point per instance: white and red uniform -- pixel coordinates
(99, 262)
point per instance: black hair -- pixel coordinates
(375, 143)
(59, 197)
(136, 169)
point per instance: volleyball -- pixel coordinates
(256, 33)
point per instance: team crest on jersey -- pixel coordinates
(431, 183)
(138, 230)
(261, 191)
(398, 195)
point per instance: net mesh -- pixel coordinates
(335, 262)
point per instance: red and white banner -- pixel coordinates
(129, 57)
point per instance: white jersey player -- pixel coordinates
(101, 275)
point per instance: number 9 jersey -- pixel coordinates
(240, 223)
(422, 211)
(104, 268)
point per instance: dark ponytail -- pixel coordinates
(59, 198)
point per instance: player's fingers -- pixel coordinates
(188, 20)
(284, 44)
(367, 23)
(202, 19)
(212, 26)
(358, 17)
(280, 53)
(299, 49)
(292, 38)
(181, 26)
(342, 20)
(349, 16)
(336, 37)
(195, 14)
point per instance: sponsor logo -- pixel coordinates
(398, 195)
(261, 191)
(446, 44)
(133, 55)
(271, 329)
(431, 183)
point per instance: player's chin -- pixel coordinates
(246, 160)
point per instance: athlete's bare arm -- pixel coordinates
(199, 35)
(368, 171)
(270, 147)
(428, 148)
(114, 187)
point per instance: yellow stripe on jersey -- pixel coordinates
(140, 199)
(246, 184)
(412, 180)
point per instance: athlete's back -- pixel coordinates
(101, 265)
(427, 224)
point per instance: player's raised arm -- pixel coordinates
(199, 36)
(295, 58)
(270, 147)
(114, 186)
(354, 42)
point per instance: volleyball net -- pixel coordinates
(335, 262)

Auftrag
Gib das gesamte Material oben als CSV mit den zwei Spalten „text“ und „antwort“ wieder. Jede Zeile enthält einen Text samt zugehöriger Antwort, beide Felder in Anführungszeichen, mit Leerzeichen statt Zeilenumbrüchen.

Richtige Antwort
text,antwort
"point per instance: white and red uniform -- pixel coordinates","(99, 262)"
"point per instance: black hair -- pixel coordinates","(375, 143) (59, 197) (136, 169)"
"point per instance: volleyball -- pixel coordinates","(256, 33)"
"point per instance: team crest on jersey -- pixel coordinates","(431, 183) (138, 230) (261, 191) (398, 195)"
"point per instance: net mesh -- pixel coordinates","(335, 262)"
"point per instance: red and white banner -- pixel coordinates","(129, 57)"
"point per instance: white jersey player -- pixel coordinates","(101, 275)"
"point per instance: number 9 jersey -- pixel coordinates","(240, 223) (422, 211) (104, 268)"
"point per instance: dark ponytail -- pixel coordinates","(59, 198)"
"point per instance: player's fingers -- pixel coordinates","(188, 20) (284, 44) (367, 23) (202, 19) (212, 26) (358, 17) (280, 53) (299, 49) (292, 38) (181, 26) (342, 20) (349, 16) (336, 37) (195, 14)"
"point per instance: sponsor logo -- pixel coordinates","(398, 195) (261, 191) (446, 44) (133, 55) (271, 329) (431, 183)"
"point per instance: player's chin -- pixel coordinates","(246, 160)"
"point per instance: athlete's bare arm -- pixel coordinates","(199, 35) (368, 171) (270, 147) (428, 148) (114, 187)"
"point per instance: yellow stripe on jersey -- pixel coordinates","(140, 199) (246, 184) (412, 180)"
"point per instance: athlete's back -- pixel coordinates","(101, 265) (427, 224)"
"point per instance: player's raised arm -- pixel coordinates","(199, 36) (295, 58) (270, 147) (114, 186) (354, 42)"
"point per instance: volleyball net -- pixel coordinates","(335, 262)"